::: Document segment :::
Site of Medieval Baptismal Font Discovered in Germany

Archaeologists working in Quedlinburg have uncovered the remains of a baptism font from the 10th century. It is very likely the place where various members of the ruling Ottonian Dynasty received the sacrament of baptism.

Quedlinburg, located in central Germany, was a key town in the Middle Ages, especially during the 10th and 11th centuries when the Ottonian Dynasty ruled the Holy Roman Empire. During current archaeological investigations in the crypt of the collegiate church known as the Stiftsberg, the location of a baptismal font was identified, offering the oldest evidence of a quatrefoil-shaped baptismal font north of the Alps.


In the western area of the crypt of the Quedlinburg Collegiate Church, archaeological investigations uncovered a quatrefoil cut into the sandstone in the central axis of the room, about half a metre deep and two metres wide. As a result of joint investigations by archaeology, building research, art history and restoration science using up-to-date documentation and analysis methods, the feature was identified as the location of a baptismal font. The walls of the depression, which was created in the 10th century before the crypt was built, were elaborately lined with pieces of plaster from a previous floor. This bedding held a baptismal font, which has not survived but was presumably made of high-quality material. Later, but also in the 10th century, the base was increased in height for reasons that are still unknown.

The baptismal font site from the 10th century. Photo by Andrea Hörentrup / State Office for Heritage Management and Archeology Saxony-Anhalt

The fact that this finding is the oldest evidence of a quatrefoil-shaped baptismal font north of the Alps is of great importance in terms of art and architectural history. In addition, its location is also crucial for the reconstruction of the architectural history of the buildings on the Stiftsberg. The room in which the baptismal font originally stood must have been the laity room of a sacred building. There is no evidence that a palatium (prestigious residential building) existed at the site in this period. The baptismal font belonged to a church and also dates from the oldest decades of the Stiftsberg’s medieval history in the Ottonian period, about which little is known so far.


Places and dates of death of members of the ruling families are mentioned frequently in contemporary written sources but information on baptism has not survived. This means that the present archaeological find is extremely rare material evidence of the Christian sacrament of baptism.
::: Provided information :::
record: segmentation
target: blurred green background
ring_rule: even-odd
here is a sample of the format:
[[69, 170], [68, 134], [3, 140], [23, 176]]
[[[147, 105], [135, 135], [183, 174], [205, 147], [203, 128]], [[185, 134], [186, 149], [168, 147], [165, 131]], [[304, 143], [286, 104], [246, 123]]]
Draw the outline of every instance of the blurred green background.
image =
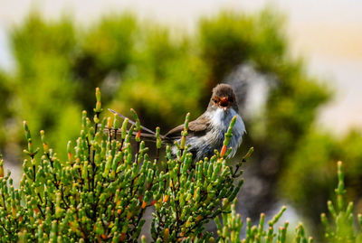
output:
[[[133, 107], [144, 126], [166, 133], [186, 112], [197, 117], [212, 88], [229, 82], [248, 131], [236, 158], [250, 146], [255, 150], [239, 209], [257, 217], [282, 201], [311, 230], [332, 198], [336, 161], [342, 160], [348, 197], [360, 212], [362, 134], [337, 137], [317, 125], [335, 90], [329, 80], [310, 76], [302, 59], [291, 57], [284, 23], [271, 9], [224, 11], [186, 33], [132, 13], [81, 27], [69, 16], [49, 22], [32, 12], [10, 31], [15, 69], [0, 70], [1, 154], [20, 164], [25, 119], [33, 134], [44, 129], [64, 157], [68, 140], [78, 136], [81, 111], [92, 113], [96, 87], [104, 107], [125, 115]], [[264, 102], [248, 109], [251, 90], [260, 83]]]

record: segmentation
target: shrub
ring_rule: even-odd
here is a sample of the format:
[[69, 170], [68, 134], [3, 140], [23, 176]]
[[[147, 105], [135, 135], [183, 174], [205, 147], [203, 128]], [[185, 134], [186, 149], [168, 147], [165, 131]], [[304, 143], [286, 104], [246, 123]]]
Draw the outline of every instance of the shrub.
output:
[[[2, 241], [136, 242], [145, 222], [142, 216], [150, 206], [155, 207], [153, 240], [210, 240], [204, 225], [235, 198], [243, 184], [240, 180], [234, 185], [242, 175], [239, 168], [252, 149], [235, 169], [224, 159], [231, 150], [195, 164], [185, 145], [187, 115], [177, 155], [173, 157], [167, 146], [167, 163], [158, 162], [148, 157], [140, 140], [137, 114], [129, 129], [129, 119], [121, 126], [117, 117], [113, 122], [110, 117], [100, 119], [99, 89], [96, 98], [93, 122], [83, 111], [80, 137], [75, 146], [69, 142], [65, 162], [49, 147], [43, 131], [43, 149], [35, 148], [24, 123], [29, 159], [23, 164], [20, 187], [14, 187], [10, 173], [0, 174]], [[226, 146], [234, 122], [225, 135]], [[133, 154], [134, 131], [138, 135]], [[157, 134], [159, 151], [158, 128]], [[4, 171], [3, 161], [0, 167]], [[226, 202], [221, 204], [222, 200]]]
[[[141, 126], [126, 118], [122, 125], [115, 117], [100, 118], [102, 111], [100, 89], [96, 89], [93, 122], [83, 111], [81, 130], [75, 146], [68, 143], [68, 159], [62, 162], [40, 132], [43, 149], [35, 148], [24, 122], [29, 156], [23, 164], [20, 187], [15, 189], [10, 172], [5, 175], [0, 158], [1, 242], [146, 242], [139, 237], [148, 207], [153, 207], [148, 241], [155, 242], [287, 242], [289, 222], [274, 232], [286, 207], [268, 222], [262, 213], [258, 224], [246, 220], [245, 238], [241, 239], [243, 221], [235, 212], [235, 197], [243, 185], [242, 164], [252, 153], [232, 166], [225, 157], [231, 149], [215, 151], [211, 158], [195, 163], [186, 139], [189, 114], [176, 156], [166, 149], [166, 162], [158, 159], [161, 149], [159, 128], [156, 129], [157, 157], [148, 155], [141, 141]], [[128, 128], [129, 122], [132, 124]], [[227, 147], [235, 119], [225, 134]], [[136, 136], [135, 136], [136, 135]], [[134, 137], [136, 151], [132, 151]], [[328, 202], [333, 223], [326, 214], [321, 221], [329, 242], [362, 242], [355, 228], [353, 203], [346, 206], [342, 164], [338, 164], [338, 185], [336, 206]], [[217, 235], [205, 229], [214, 220]], [[362, 227], [362, 216], [357, 216]], [[304, 227], [296, 228], [294, 241], [312, 242]]]

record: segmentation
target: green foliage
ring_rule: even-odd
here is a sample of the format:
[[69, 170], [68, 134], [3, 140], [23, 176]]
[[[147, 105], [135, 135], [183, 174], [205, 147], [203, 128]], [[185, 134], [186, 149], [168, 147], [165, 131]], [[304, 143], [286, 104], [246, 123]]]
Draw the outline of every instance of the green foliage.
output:
[[[331, 223], [325, 213], [320, 215], [321, 221], [326, 230], [325, 237], [329, 242], [362, 242], [362, 214], [355, 219], [353, 215], [353, 202], [346, 204], [346, 190], [342, 162], [338, 163], [338, 184], [336, 188], [336, 201], [328, 201], [328, 209], [331, 218]], [[355, 222], [358, 220], [359, 229], [356, 229]]]
[[[338, 141], [329, 134], [312, 130], [299, 146], [300, 149], [289, 158], [293, 164], [281, 177], [281, 192], [291, 199], [305, 216], [319, 221], [316, 211], [327, 210], [324, 201], [333, 195], [333, 182], [337, 180], [334, 161], [337, 158], [346, 162], [345, 174], [348, 182], [346, 196], [356, 201], [357, 210], [360, 211], [361, 133], [351, 131]], [[313, 209], [304, 207], [308, 204], [314, 205]]]
[[[35, 147], [24, 122], [28, 144], [24, 153], [29, 159], [23, 163], [18, 189], [13, 186], [10, 173], [4, 175], [0, 161], [1, 242], [137, 242], [145, 223], [142, 217], [150, 206], [155, 206], [151, 228], [155, 241], [207, 242], [211, 234], [204, 226], [236, 197], [243, 184], [240, 180], [234, 185], [242, 175], [239, 168], [252, 150], [234, 170], [224, 159], [231, 149], [223, 154], [215, 151], [212, 158], [195, 164], [185, 145], [188, 114], [181, 143], [176, 144], [177, 156], [171, 155], [168, 146], [167, 162], [159, 164], [149, 158], [138, 136], [132, 154], [131, 137], [134, 131], [140, 132], [137, 114], [133, 111], [136, 126], [128, 131], [128, 119], [120, 126], [115, 117], [112, 127], [110, 117], [100, 119], [99, 89], [96, 98], [94, 123], [83, 111], [81, 135], [74, 147], [69, 142], [66, 161], [49, 147], [43, 131], [43, 151]], [[235, 119], [226, 137], [232, 136]], [[159, 137], [159, 129], [157, 133]], [[159, 143], [157, 146], [160, 148]], [[221, 205], [223, 200], [226, 202]]]
[[[252, 166], [270, 186], [261, 194], [282, 194], [317, 222], [317, 211], [333, 192], [334, 161], [348, 162], [348, 198], [361, 197], [362, 136], [351, 132], [339, 139], [316, 127], [319, 108], [332, 92], [308, 74], [303, 60], [291, 58], [284, 23], [271, 9], [224, 11], [202, 18], [186, 35], [130, 13], [87, 28], [67, 16], [46, 22], [31, 13], [10, 33], [14, 71], [0, 70], [0, 150], [17, 156], [24, 140], [20, 120], [26, 119], [33, 134], [47, 131], [57, 157], [65, 161], [65, 145], [79, 135], [76, 117], [81, 107], [92, 111], [96, 87], [106, 107], [130, 115], [132, 104], [142, 124], [159, 125], [164, 134], [187, 111], [199, 115], [211, 89], [248, 64], [265, 77], [267, 87], [265, 104], [245, 119], [244, 147], [258, 148]], [[42, 144], [37, 137], [32, 142]]]

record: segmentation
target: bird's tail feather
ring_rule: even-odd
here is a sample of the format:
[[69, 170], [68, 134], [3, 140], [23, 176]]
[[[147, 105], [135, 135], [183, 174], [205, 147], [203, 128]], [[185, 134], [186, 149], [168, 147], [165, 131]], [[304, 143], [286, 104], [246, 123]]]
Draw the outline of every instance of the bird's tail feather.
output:
[[[115, 114], [116, 116], [121, 117], [122, 119], [126, 119], [126, 118], [129, 119], [129, 122], [130, 124], [136, 125], [136, 122], [135, 122], [135, 121], [133, 121], [132, 119], [129, 119], [129, 117], [123, 116], [122, 114], [118, 113], [117, 111], [115, 111], [115, 110], [113, 110], [113, 109], [110, 109], [110, 108], [109, 108], [109, 110], [110, 110], [110, 112], [112, 112], [113, 114]], [[148, 141], [148, 142], [155, 142], [155, 143], [156, 143], [156, 133], [155, 133], [154, 131], [152, 131], [151, 129], [147, 128], [146, 126], [140, 126], [140, 127], [141, 127], [141, 129], [142, 129], [143, 131], [146, 132], [146, 133], [144, 132], [144, 133], [141, 133], [141, 134], [140, 134], [142, 140], [143, 140], [143, 141]], [[109, 128], [106, 127], [106, 129], [109, 129]], [[120, 134], [120, 131], [118, 131], [117, 133], [118, 133], [118, 134], [119, 134], [119, 133]], [[137, 131], [133, 132], [133, 135], [134, 135], [134, 136], [138, 135], [138, 132], [137, 132]], [[161, 138], [161, 141], [162, 141], [164, 144], [169, 144], [169, 143], [172, 143], [172, 142], [173, 142], [172, 140], [170, 140], [170, 139], [169, 139], [168, 137], [167, 137], [166, 136], [160, 135], [159, 136], [160, 136], [160, 138]]]

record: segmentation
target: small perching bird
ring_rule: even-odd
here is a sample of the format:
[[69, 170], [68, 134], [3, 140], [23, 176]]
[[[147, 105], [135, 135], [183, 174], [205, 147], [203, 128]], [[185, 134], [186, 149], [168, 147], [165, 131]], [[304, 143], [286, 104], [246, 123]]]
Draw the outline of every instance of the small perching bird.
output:
[[[112, 109], [110, 110], [117, 116], [126, 118], [121, 114]], [[188, 152], [193, 154], [194, 161], [211, 157], [215, 149], [218, 151], [222, 149], [230, 122], [233, 117], [236, 117], [236, 122], [233, 127], [233, 136], [228, 145], [228, 148], [232, 147], [229, 157], [234, 156], [242, 144], [243, 135], [245, 133], [245, 126], [238, 112], [239, 108], [233, 88], [228, 84], [218, 84], [214, 87], [206, 111], [188, 124], [186, 143], [188, 145]], [[131, 121], [131, 123], [134, 122]], [[142, 133], [141, 136], [155, 138], [156, 135], [153, 131], [144, 126], [141, 128], [147, 132], [146, 134]], [[160, 137], [164, 143], [173, 145], [175, 141], [180, 142], [183, 130], [184, 125], [180, 125]], [[172, 153], [175, 154], [176, 152], [176, 146], [173, 145]]]

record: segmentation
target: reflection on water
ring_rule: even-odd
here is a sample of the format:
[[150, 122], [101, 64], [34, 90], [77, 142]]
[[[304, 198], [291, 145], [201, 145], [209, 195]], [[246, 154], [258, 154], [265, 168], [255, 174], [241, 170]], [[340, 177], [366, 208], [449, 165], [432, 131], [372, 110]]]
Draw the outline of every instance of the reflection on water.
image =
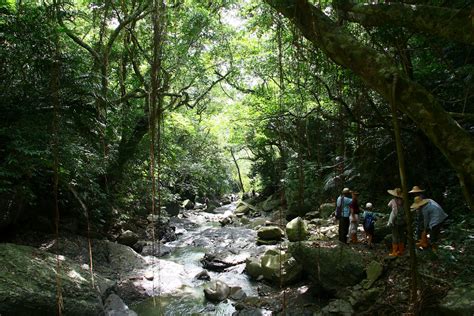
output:
[[[235, 208], [235, 204], [227, 205], [217, 210], [216, 213], [223, 213], [229, 209]], [[203, 217], [206, 220], [203, 220]], [[219, 243], [209, 236], [212, 237], [212, 231], [218, 230], [220, 225], [216, 218], [209, 218], [209, 214], [197, 215], [193, 218], [194, 222], [199, 226], [194, 229], [186, 230], [183, 236], [180, 236], [178, 240], [170, 243], [175, 249], [171, 254], [160, 258], [160, 268], [156, 271], [160, 276], [155, 276], [161, 279], [163, 282], [173, 283], [173, 277], [180, 279], [182, 286], [174, 288], [170, 291], [166, 291], [166, 284], [163, 286], [163, 294], [139, 304], [132, 305], [131, 308], [138, 313], [140, 316], [151, 316], [151, 315], [232, 315], [235, 312], [235, 308], [232, 305], [232, 300], [226, 300], [217, 304], [210, 303], [204, 297], [204, 288], [208, 281], [196, 280], [194, 276], [203, 270], [201, 265], [201, 259], [204, 254], [211, 252], [217, 246], [224, 244], [231, 245], [235, 242], [233, 236], [229, 235], [227, 240], [219, 240]], [[218, 215], [217, 215], [218, 216]], [[205, 230], [209, 230], [208, 234], [203, 233]], [[232, 228], [239, 229], [239, 228]], [[242, 231], [245, 228], [242, 228]], [[210, 233], [211, 232], [211, 233]], [[206, 236], [203, 236], [206, 235]], [[242, 233], [242, 235], [247, 235]], [[242, 238], [239, 236], [238, 238]], [[203, 242], [196, 242], [197, 240]], [[253, 243], [253, 242], [252, 242]], [[198, 246], [194, 246], [197, 244]], [[202, 246], [205, 244], [206, 246]], [[241, 254], [244, 254], [243, 252]], [[178, 267], [178, 266], [179, 267]], [[232, 267], [229, 271], [217, 273], [209, 271], [211, 280], [221, 280], [229, 286], [240, 286], [242, 290], [248, 296], [257, 295], [256, 283], [252, 282], [249, 277], [243, 273], [245, 264], [239, 264]], [[160, 283], [160, 282], [158, 282]], [[156, 291], [156, 289], [155, 289]], [[158, 290], [159, 291], [159, 290]]]

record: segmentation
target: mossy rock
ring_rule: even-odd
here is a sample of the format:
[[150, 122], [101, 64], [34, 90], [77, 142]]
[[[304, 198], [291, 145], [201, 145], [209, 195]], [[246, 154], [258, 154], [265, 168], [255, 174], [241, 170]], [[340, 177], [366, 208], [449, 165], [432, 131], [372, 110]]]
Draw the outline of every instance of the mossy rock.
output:
[[303, 241], [291, 243], [289, 252], [309, 278], [326, 291], [335, 292], [365, 278], [362, 255], [346, 245], [313, 247], [311, 242]]
[[[55, 315], [56, 265], [56, 256], [48, 252], [0, 244], [0, 314]], [[103, 311], [88, 269], [60, 257], [60, 280], [65, 315], [99, 315]], [[95, 284], [102, 289], [112, 285], [97, 275]]]

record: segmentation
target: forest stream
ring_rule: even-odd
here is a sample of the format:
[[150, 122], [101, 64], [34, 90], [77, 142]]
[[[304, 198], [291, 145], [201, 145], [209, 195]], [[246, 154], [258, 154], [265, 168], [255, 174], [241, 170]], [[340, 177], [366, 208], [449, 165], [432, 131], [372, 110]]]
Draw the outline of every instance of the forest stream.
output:
[[216, 305], [207, 302], [203, 292], [207, 281], [195, 277], [203, 271], [201, 260], [205, 254], [216, 252], [225, 252], [226, 260], [237, 264], [222, 272], [209, 271], [210, 279], [241, 287], [248, 296], [257, 295], [257, 283], [242, 273], [245, 259], [258, 251], [255, 231], [245, 227], [221, 227], [219, 223], [224, 214], [235, 208], [234, 202], [213, 213], [192, 210], [186, 213], [186, 218], [173, 218], [171, 225], [176, 227], [178, 239], [166, 244], [173, 251], [160, 259], [150, 259], [156, 274], [155, 289], [160, 289], [160, 297], [133, 305], [133, 310], [139, 315], [232, 314], [235, 311], [233, 301]]

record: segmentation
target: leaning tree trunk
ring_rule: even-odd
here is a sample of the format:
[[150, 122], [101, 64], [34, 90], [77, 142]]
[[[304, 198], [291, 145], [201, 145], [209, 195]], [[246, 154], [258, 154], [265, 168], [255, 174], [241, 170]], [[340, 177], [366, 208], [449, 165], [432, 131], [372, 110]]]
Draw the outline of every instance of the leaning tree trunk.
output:
[[302, 34], [339, 65], [351, 69], [387, 101], [398, 78], [394, 102], [456, 170], [466, 201], [474, 210], [474, 138], [423, 86], [410, 80], [386, 56], [363, 45], [307, 0], [265, 0], [289, 18]]
[[240, 189], [242, 190], [242, 194], [245, 193], [244, 183], [242, 182], [242, 175], [240, 174], [239, 164], [237, 163], [237, 159], [235, 158], [234, 150], [230, 149], [230, 154], [232, 155], [232, 159], [234, 160], [235, 167], [237, 168], [237, 174], [239, 175], [239, 184]]

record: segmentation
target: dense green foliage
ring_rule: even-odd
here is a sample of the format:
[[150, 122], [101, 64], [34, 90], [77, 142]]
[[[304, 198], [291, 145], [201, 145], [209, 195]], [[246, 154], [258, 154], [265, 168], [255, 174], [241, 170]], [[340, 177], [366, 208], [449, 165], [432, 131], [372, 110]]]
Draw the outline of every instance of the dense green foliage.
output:
[[[109, 223], [113, 209], [148, 212], [157, 54], [161, 204], [241, 190], [237, 163], [244, 190], [281, 190], [293, 214], [331, 201], [344, 186], [383, 208], [386, 190], [400, 181], [390, 108], [370, 86], [263, 2], [168, 4], [158, 40], [152, 4], [0, 5], [0, 226], [52, 218], [56, 147], [63, 214], [76, 214], [79, 200], [95, 224]], [[462, 113], [459, 124], [472, 133], [465, 115], [474, 95], [472, 45], [400, 26], [341, 23], [446, 111]], [[400, 121], [409, 184], [461, 210], [446, 159], [407, 116]]]

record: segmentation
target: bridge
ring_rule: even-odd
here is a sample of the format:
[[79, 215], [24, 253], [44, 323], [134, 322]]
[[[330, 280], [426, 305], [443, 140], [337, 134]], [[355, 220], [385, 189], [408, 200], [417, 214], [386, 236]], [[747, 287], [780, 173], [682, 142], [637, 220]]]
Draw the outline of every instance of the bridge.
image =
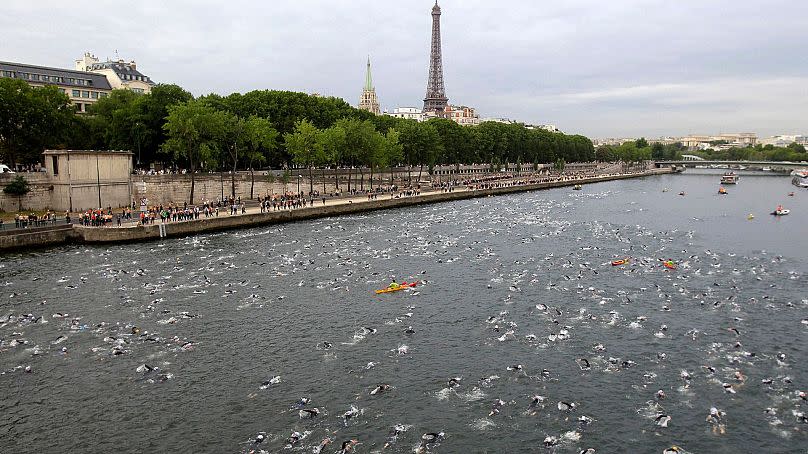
:::
Parts of the exercise:
[1] Return the passage of the article on the Quedlinburg baptismal font verbatim, starting with "Places and dates" and going on through "Christian sacrament of baptism.".
[2] Summarize the article on the Quedlinburg baptismal font in two sentences.

Responses in order:
[1]
Places and dates of death of members of the ruling families are mentioned frequently in contemporary written sources but information on baptism has not survived. This means that the present archaeological find is extremely rare material evidence of the Christian sacrament of baptism.

[2] Archaeologists investigating the crypt of the collegiate church on the Stiftsberg in Quedlinburg have identified the site of a 10th-century baptismal font: a quatrefoil cut into the sandstone that once held a font, which has not survived. The find is the oldest evidence of a quatrefoil-shaped baptismal font north of the Alps and extremely rare material evidence of baptism, very likely the place where members of the ruling Ottonian Dynasty were baptized.